Photo-based referring expression data:

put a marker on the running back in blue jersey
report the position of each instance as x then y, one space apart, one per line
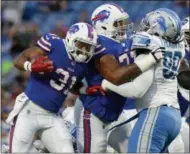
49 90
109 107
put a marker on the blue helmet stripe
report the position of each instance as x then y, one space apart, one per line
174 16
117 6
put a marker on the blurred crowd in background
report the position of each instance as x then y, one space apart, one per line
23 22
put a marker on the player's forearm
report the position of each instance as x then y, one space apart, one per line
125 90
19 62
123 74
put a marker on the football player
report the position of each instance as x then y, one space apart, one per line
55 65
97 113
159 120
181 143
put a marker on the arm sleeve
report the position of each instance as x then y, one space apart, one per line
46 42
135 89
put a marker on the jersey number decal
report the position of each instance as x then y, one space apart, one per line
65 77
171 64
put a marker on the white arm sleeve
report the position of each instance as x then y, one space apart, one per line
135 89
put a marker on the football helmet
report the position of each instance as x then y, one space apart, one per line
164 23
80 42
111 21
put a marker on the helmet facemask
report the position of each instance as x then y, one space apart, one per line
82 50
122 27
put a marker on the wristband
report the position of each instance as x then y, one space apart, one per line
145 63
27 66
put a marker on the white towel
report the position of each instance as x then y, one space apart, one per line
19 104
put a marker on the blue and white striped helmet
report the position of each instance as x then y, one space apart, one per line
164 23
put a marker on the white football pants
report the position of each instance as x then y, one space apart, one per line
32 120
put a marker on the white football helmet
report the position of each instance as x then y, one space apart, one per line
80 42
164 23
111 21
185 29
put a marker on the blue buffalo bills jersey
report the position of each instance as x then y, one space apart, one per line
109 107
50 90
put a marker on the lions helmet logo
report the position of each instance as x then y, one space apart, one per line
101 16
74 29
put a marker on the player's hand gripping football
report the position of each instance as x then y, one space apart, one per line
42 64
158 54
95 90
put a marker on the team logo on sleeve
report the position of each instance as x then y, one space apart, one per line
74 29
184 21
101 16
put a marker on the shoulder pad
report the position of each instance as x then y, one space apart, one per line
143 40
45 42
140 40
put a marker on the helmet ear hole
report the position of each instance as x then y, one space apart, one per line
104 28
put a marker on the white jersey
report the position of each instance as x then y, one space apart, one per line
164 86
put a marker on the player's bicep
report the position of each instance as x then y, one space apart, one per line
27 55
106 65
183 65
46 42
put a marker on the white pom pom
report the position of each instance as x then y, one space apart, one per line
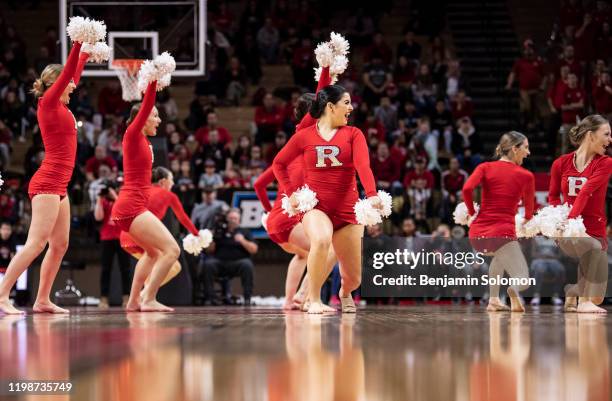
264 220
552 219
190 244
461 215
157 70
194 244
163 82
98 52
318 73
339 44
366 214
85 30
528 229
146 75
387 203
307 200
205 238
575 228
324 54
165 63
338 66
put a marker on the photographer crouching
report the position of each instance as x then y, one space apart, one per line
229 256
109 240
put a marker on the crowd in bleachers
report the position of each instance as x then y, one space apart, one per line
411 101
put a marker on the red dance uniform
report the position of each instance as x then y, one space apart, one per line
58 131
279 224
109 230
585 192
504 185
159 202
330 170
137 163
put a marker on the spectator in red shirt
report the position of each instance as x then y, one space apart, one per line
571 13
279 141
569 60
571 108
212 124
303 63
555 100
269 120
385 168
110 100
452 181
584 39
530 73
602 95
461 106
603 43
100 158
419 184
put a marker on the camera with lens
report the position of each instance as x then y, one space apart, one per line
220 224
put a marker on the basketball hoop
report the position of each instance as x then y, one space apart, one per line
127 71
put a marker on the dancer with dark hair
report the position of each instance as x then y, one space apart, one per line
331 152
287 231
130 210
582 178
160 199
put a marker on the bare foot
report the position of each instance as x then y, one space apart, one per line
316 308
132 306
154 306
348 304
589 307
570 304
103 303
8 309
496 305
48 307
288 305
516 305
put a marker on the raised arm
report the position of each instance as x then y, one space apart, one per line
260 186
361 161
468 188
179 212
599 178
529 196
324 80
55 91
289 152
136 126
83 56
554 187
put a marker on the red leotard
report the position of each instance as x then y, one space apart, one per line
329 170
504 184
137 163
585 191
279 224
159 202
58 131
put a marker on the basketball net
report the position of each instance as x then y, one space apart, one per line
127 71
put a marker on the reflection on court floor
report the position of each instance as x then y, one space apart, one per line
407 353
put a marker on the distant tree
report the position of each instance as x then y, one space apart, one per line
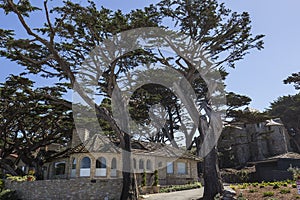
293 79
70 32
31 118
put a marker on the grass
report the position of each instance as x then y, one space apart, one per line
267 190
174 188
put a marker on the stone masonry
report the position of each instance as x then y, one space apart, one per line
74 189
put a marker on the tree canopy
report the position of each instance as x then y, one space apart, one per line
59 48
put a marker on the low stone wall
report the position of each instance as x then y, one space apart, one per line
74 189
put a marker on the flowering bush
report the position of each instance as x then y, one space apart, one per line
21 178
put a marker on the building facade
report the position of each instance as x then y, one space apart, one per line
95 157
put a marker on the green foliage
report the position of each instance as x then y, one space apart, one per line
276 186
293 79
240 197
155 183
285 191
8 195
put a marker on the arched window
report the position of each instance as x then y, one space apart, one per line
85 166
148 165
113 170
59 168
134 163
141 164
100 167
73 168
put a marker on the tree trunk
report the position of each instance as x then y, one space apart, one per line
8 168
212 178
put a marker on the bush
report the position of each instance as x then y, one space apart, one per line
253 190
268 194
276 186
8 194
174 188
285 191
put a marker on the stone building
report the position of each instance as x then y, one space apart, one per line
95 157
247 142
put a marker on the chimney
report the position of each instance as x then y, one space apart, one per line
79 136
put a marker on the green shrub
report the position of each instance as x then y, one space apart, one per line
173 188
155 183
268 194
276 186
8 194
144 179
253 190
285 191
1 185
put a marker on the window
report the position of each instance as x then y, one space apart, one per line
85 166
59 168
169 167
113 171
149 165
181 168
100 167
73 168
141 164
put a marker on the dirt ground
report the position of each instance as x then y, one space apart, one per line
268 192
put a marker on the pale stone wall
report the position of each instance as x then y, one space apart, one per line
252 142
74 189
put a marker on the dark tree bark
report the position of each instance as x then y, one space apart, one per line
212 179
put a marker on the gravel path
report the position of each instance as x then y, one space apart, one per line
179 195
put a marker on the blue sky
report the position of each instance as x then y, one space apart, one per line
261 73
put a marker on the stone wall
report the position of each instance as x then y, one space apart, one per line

Problem to work on
Going from the line that has "put a marker on the blue sky" through the last line of the entries, retype each line exactly as given and add nothing.

Task result
put a marker on the blue sky
report the position of each instance as x then y, one space apart, one per line
261 73
put a marker on the stone wall
report the position of each instance as x then y, one space apart, one per line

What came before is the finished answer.